> **VORGEGEBENER TEXT**
Die Aktienmärkte, insbesondere in den USA, sind derzeit sehr stimmungsgetrieben und wir sehen ein hohes Konzentrationsrisiko sowie überzogene Bewertungen. Beide stehen in Verbindung mit versteckten psychologischen Denkfallen an den globalen Aktienmärkten.
Zum Jahresende 2024 erscheinen US-Aktien im historischen Vergleich teuer. Am 1. November 2024 war das zyklusbereinigte KGV (CAPE Ratio) des S&P 500 mit 38 mehr als doppelt so hoch wie im langfristigen Durchschnitt1.
Die von Professor Robert Shiller von der Yale University entwickelte Kennzahl eignet sich gut für langfristige Vergleiche von Marktbewertungen2. Da sie auf den durchschnittlichen inflationsbereinigten Unternehmensgewinnen der vorhergehenden zehn Jahre basiert, ist sie weniger volatil als das Kurs-Gewinn-Verhältnis (KGV), das auf den Unternehmensgewinnen für kürzere Zeiträume basiert.
Gemäß dem Prinzip der sogenannten Mean Reversion können KGVs wieder zum langfristigen Mittelwert zurückkehren. Auch wenn Umsatz und Gewinn von Unternehmen über längere Zeiträume hinweg steigen können – Apple zum Beispiel hat seinen Nettogewinn von 2005 bis 2024 von 1,3 Mrd. US-Dollar auf 94 Mrd. US-Dollar gesteigert (nach einem Höchststand von 99 Mrd. US-Dollar im Jahr 2022) –, ist unwahrscheinlich, dass die KGVs unbegrenzt steigen. Das KGV ist kein Maß für die Größe oder Profitabilität von Unternehmen, sondern stellt das Verhältnis zwischen zwei unterschiedlichen Größen dar, die in einer wirtschaftlichen Beziehung zueinander stehen: Aktienkurs und Unternehmensgewinn. Die vom KGV ausgedrückte Beziehung zwischen den Investoren und den Fundamentaldaten von Unternehmen kann kurzfristig variieren und für unterschiedliche Arten von Aktien sowie unterschiedliche Regionen unterschiedlich hoch ausfallen (höher bei wachstumsstärkeren Unternehmen und wirtschaftlich dynamischeren Regionen) – weist aber ein Mean-Reversion-Element auf: Das an sich elastische KGV kann auch überspannt werden und wieder in Richtung Mittelwert zurückschnellen.

> **Einträge aus einem Datensatz**

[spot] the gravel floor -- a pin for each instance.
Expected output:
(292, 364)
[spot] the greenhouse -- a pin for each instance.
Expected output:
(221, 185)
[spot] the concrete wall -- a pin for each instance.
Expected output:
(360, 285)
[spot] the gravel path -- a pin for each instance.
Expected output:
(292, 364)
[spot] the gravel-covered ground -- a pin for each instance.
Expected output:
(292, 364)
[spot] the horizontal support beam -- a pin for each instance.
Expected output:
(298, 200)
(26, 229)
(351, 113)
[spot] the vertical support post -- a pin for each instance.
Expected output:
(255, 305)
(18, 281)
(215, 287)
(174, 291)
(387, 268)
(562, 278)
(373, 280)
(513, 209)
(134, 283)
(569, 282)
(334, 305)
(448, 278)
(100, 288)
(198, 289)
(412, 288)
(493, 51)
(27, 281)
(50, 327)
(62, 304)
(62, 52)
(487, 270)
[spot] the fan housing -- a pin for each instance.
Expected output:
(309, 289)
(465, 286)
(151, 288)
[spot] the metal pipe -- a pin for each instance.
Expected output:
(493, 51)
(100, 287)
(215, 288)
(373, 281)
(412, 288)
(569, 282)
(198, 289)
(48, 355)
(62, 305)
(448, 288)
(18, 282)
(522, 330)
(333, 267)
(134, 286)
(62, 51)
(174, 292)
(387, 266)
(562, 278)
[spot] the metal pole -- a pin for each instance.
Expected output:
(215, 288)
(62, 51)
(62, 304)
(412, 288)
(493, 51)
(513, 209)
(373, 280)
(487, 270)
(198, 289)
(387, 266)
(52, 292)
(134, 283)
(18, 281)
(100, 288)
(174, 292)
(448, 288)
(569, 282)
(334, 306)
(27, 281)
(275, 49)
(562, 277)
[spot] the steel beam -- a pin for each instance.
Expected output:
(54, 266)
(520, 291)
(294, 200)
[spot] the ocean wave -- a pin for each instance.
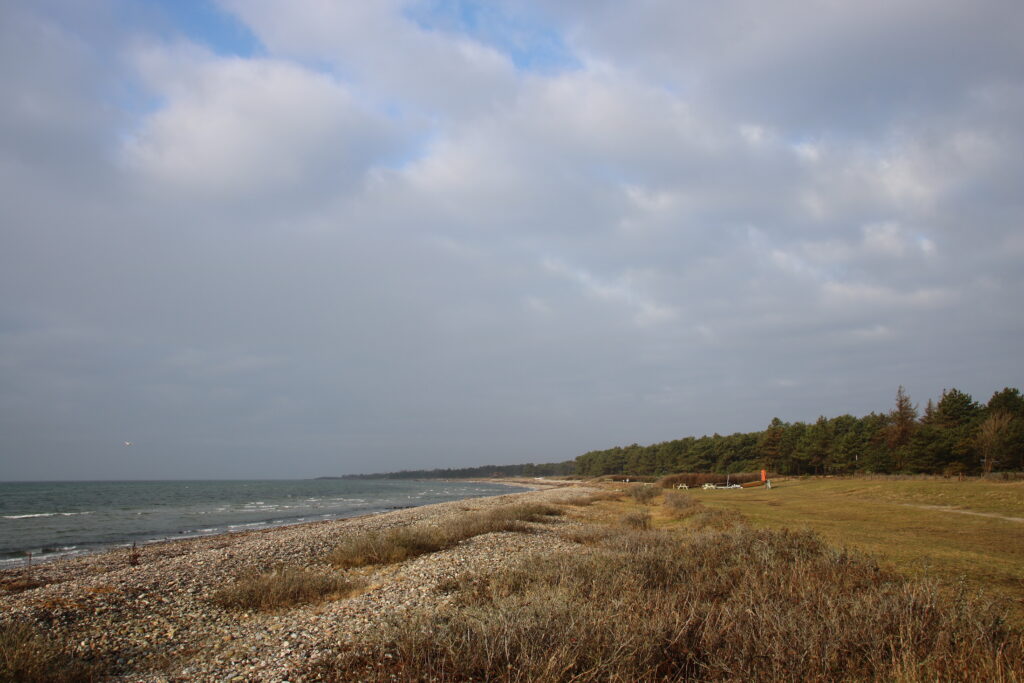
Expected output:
(46, 514)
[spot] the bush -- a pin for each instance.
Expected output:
(401, 544)
(27, 656)
(741, 604)
(285, 587)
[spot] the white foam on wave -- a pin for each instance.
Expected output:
(46, 514)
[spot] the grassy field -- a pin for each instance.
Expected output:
(664, 587)
(952, 530)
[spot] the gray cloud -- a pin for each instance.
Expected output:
(380, 245)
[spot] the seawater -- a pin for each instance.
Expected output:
(54, 519)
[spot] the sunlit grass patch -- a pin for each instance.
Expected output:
(285, 587)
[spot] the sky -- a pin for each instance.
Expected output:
(290, 239)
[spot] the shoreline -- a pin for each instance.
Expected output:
(155, 620)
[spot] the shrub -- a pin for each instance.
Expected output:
(27, 656)
(285, 587)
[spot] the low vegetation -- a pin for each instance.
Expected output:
(28, 656)
(695, 603)
(697, 479)
(404, 543)
(680, 505)
(643, 494)
(285, 587)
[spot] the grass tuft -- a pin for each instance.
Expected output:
(643, 494)
(636, 520)
(735, 604)
(400, 544)
(27, 656)
(285, 587)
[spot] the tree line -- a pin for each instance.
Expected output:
(481, 472)
(953, 435)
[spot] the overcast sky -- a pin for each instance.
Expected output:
(286, 239)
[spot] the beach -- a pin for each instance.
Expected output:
(151, 615)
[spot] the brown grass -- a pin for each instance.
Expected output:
(643, 494)
(739, 604)
(680, 505)
(589, 499)
(636, 520)
(285, 587)
(401, 544)
(697, 479)
(28, 656)
(927, 527)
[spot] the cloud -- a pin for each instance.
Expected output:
(419, 233)
(233, 129)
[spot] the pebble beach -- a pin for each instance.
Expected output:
(152, 616)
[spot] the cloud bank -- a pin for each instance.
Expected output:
(406, 235)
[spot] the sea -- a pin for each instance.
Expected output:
(41, 521)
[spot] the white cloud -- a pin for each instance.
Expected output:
(236, 128)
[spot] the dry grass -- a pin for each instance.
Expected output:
(636, 520)
(943, 528)
(27, 656)
(285, 587)
(19, 584)
(401, 544)
(680, 505)
(697, 479)
(643, 494)
(739, 604)
(590, 499)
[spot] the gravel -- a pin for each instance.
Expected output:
(156, 621)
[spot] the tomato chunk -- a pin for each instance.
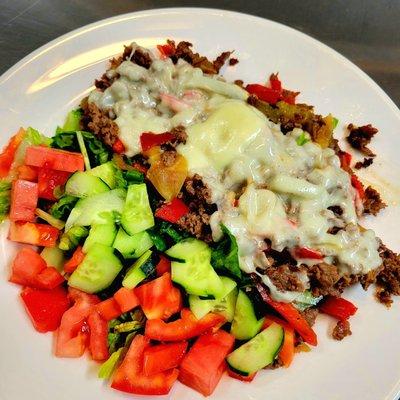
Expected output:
(182, 329)
(60, 160)
(204, 364)
(98, 337)
(162, 357)
(45, 307)
(130, 377)
(32, 233)
(126, 299)
(159, 298)
(24, 198)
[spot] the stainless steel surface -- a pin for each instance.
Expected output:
(365, 31)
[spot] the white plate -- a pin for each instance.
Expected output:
(41, 88)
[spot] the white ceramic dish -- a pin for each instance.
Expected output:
(41, 88)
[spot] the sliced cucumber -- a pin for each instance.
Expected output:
(106, 172)
(54, 257)
(258, 352)
(97, 270)
(97, 209)
(137, 215)
(245, 324)
(132, 246)
(83, 184)
(225, 306)
(100, 233)
(195, 272)
(143, 267)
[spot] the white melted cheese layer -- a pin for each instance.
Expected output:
(283, 189)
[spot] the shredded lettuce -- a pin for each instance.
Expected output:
(225, 255)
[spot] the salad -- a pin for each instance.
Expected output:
(179, 226)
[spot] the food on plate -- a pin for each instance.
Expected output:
(187, 226)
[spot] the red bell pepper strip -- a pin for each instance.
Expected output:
(72, 335)
(172, 211)
(32, 233)
(158, 298)
(126, 299)
(291, 315)
(163, 357)
(24, 198)
(149, 140)
(182, 329)
(338, 307)
(45, 307)
(130, 377)
(78, 256)
(204, 364)
(98, 328)
(60, 160)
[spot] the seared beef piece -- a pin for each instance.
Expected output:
(364, 163)
(95, 120)
(372, 201)
(388, 280)
(341, 330)
(360, 137)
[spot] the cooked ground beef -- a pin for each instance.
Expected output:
(197, 197)
(284, 277)
(364, 163)
(95, 120)
(341, 330)
(388, 279)
(372, 201)
(360, 137)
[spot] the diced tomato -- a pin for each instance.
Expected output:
(130, 377)
(126, 299)
(48, 180)
(305, 252)
(98, 337)
(289, 312)
(78, 256)
(27, 173)
(163, 357)
(35, 234)
(118, 147)
(172, 211)
(182, 329)
(60, 160)
(45, 307)
(204, 364)
(338, 307)
(243, 378)
(71, 338)
(149, 140)
(109, 309)
(163, 266)
(159, 298)
(8, 153)
(24, 198)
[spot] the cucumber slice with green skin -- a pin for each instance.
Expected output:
(137, 215)
(225, 306)
(97, 209)
(106, 172)
(83, 184)
(100, 233)
(195, 272)
(132, 246)
(97, 270)
(143, 267)
(54, 257)
(258, 352)
(245, 324)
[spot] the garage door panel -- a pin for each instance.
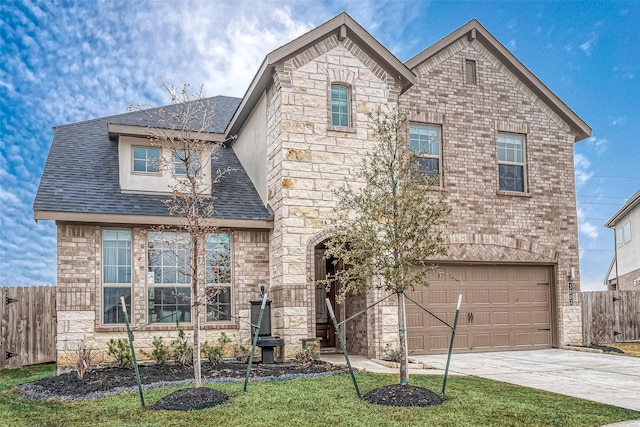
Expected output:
(481, 318)
(522, 296)
(500, 296)
(540, 295)
(501, 340)
(438, 296)
(541, 317)
(481, 296)
(510, 309)
(501, 318)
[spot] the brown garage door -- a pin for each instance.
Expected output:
(503, 308)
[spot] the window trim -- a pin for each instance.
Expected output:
(145, 172)
(523, 164)
(228, 285)
(438, 128)
(465, 75)
(350, 108)
(148, 285)
(104, 284)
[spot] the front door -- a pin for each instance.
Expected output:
(324, 325)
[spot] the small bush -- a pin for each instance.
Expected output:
(390, 353)
(160, 352)
(181, 349)
(121, 352)
(241, 353)
(83, 360)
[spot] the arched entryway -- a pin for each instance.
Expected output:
(323, 269)
(356, 331)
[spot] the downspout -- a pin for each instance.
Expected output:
(615, 255)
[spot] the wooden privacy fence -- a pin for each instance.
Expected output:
(27, 325)
(610, 316)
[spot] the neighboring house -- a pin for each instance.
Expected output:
(500, 139)
(624, 272)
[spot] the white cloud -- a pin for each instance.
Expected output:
(582, 165)
(615, 121)
(589, 230)
(587, 46)
(599, 145)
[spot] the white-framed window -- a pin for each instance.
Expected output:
(470, 77)
(168, 279)
(424, 140)
(116, 275)
(182, 164)
(146, 159)
(218, 267)
(511, 163)
(623, 234)
(340, 101)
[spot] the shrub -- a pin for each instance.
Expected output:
(241, 353)
(215, 353)
(181, 349)
(119, 349)
(160, 352)
(83, 360)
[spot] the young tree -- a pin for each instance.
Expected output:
(182, 131)
(388, 226)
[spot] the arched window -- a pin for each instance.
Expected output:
(339, 105)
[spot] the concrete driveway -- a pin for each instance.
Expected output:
(605, 378)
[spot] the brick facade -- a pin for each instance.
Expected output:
(79, 291)
(488, 225)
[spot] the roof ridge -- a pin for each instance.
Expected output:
(111, 116)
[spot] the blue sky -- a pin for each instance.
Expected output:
(67, 61)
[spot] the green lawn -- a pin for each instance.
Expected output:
(314, 402)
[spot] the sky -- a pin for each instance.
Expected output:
(68, 61)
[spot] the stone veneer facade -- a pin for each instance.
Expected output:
(79, 291)
(308, 160)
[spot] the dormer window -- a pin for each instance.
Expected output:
(146, 159)
(339, 105)
(181, 163)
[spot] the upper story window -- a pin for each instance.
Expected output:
(184, 161)
(511, 163)
(218, 267)
(168, 279)
(146, 159)
(425, 142)
(340, 106)
(470, 72)
(623, 234)
(116, 274)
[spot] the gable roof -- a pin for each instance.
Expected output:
(473, 30)
(624, 210)
(81, 182)
(344, 26)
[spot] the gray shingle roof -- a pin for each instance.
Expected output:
(81, 173)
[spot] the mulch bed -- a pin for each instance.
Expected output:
(403, 395)
(109, 381)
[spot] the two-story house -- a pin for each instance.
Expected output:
(624, 272)
(501, 141)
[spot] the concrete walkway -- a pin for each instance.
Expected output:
(604, 378)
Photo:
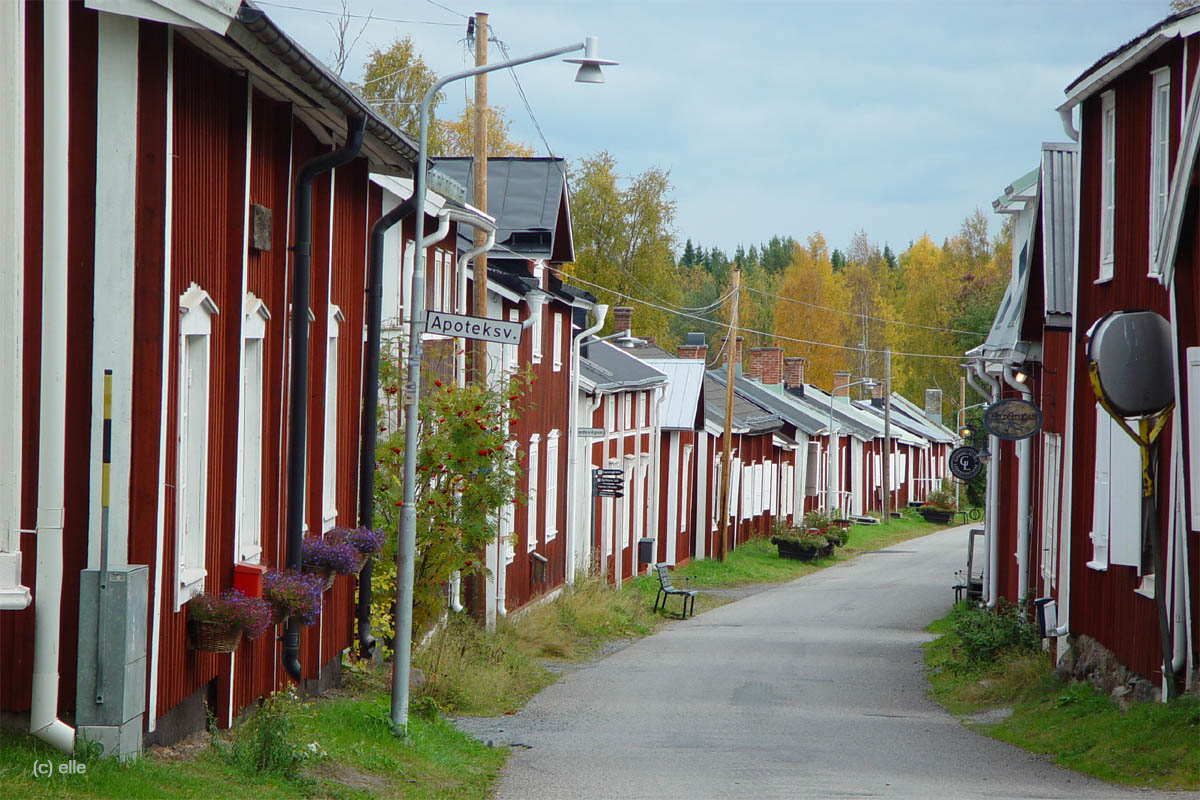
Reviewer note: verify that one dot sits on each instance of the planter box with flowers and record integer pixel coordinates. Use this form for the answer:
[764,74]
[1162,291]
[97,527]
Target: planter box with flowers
[816,540]
[217,624]
[293,594]
[939,506]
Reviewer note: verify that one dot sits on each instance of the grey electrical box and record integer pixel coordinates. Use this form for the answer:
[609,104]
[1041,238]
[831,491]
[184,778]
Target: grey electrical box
[111,695]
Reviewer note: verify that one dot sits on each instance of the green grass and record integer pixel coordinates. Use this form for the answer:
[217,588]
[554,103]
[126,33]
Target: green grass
[1150,745]
[363,759]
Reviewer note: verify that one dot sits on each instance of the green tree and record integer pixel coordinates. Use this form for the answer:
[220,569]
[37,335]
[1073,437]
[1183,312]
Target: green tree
[624,239]
[467,469]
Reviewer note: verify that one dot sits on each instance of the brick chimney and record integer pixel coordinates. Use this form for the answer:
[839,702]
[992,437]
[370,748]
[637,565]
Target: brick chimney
[767,365]
[736,348]
[841,384]
[793,371]
[694,347]
[622,319]
[934,404]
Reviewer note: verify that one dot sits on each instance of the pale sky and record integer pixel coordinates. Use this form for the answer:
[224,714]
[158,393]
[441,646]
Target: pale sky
[895,116]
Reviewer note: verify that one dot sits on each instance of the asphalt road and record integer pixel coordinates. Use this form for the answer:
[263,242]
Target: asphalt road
[813,689]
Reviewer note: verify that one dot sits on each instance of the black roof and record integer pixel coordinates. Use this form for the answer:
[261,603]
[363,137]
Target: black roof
[528,198]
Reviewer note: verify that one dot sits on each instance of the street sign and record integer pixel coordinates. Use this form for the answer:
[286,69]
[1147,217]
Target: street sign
[965,462]
[473,328]
[1012,419]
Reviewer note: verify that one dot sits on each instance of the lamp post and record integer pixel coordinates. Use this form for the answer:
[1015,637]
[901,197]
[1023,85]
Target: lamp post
[588,72]
[833,445]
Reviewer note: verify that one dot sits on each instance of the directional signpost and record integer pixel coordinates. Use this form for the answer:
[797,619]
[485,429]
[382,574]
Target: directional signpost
[473,328]
[607,483]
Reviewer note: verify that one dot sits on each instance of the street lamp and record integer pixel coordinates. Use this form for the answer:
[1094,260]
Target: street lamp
[588,72]
[833,443]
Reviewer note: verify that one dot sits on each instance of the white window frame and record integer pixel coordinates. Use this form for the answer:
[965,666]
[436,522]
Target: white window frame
[1193,385]
[196,310]
[557,344]
[1108,184]
[552,485]
[250,451]
[1159,152]
[532,494]
[329,453]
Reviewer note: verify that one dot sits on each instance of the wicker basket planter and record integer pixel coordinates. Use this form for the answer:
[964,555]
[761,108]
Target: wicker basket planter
[211,637]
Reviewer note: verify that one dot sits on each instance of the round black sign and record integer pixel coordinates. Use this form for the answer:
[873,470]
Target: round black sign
[1012,419]
[965,462]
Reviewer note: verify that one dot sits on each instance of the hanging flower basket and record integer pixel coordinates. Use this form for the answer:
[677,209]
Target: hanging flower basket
[214,637]
[294,594]
[217,623]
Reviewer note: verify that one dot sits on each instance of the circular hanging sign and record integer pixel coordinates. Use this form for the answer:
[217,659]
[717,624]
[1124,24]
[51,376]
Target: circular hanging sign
[1012,419]
[965,462]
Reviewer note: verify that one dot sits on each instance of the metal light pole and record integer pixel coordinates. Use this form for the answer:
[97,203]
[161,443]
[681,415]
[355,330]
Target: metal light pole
[588,72]
[833,447]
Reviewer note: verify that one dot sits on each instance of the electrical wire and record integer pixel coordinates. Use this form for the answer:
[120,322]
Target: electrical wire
[337,13]
[850,313]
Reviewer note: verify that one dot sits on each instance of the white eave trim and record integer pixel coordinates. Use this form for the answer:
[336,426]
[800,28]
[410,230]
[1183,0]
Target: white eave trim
[1127,60]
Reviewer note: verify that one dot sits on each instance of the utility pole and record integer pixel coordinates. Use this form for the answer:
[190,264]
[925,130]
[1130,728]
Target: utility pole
[887,434]
[479,166]
[731,344]
[477,585]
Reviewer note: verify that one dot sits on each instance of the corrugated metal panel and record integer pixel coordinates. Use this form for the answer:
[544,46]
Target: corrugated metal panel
[1060,193]
[685,378]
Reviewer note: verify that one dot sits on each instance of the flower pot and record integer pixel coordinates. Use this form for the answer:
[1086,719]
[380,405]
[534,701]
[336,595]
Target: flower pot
[211,637]
[937,516]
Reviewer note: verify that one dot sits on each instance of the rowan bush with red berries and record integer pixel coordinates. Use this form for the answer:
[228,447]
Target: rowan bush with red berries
[467,469]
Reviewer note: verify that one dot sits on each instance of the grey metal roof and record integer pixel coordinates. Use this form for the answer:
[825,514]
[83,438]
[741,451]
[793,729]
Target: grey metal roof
[849,419]
[611,370]
[684,391]
[1060,198]
[783,404]
[903,428]
[745,417]
[528,197]
[936,431]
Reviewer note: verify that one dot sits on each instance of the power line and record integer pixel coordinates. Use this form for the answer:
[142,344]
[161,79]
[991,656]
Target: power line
[337,13]
[747,330]
[850,313]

> **AUFGABEN**
[a] Wer hat laut dem Text über Aktienbewertungen die CAPE Ratio entwickelt?
[b] Schreibe aus dem Text über Aktienbewertungen den Abschnitt ab, der mit den Worten „Die Aktienmärkte, insbesondere“ beginnt und mit „den globalen Aktienmärkten.“ endet.
Die Einträge sind eigenständiges Material und gehören nicht zum Text über Aktienbewertungen.

> **LÖSUNGEN**
[a] Professor Robert Shiller von der Yale University.

[b]
Die Aktienmärkte, insbesondere in den USA, sind derzeit sehr stimmungsgetrieben und wir sehen ein hohes Konzentrationsrisiko sowie überzogene Bewertungen. Beide stehen in Verbindung mit versteckten psychologischen Denkfallen an den globalen Aktienmärkten.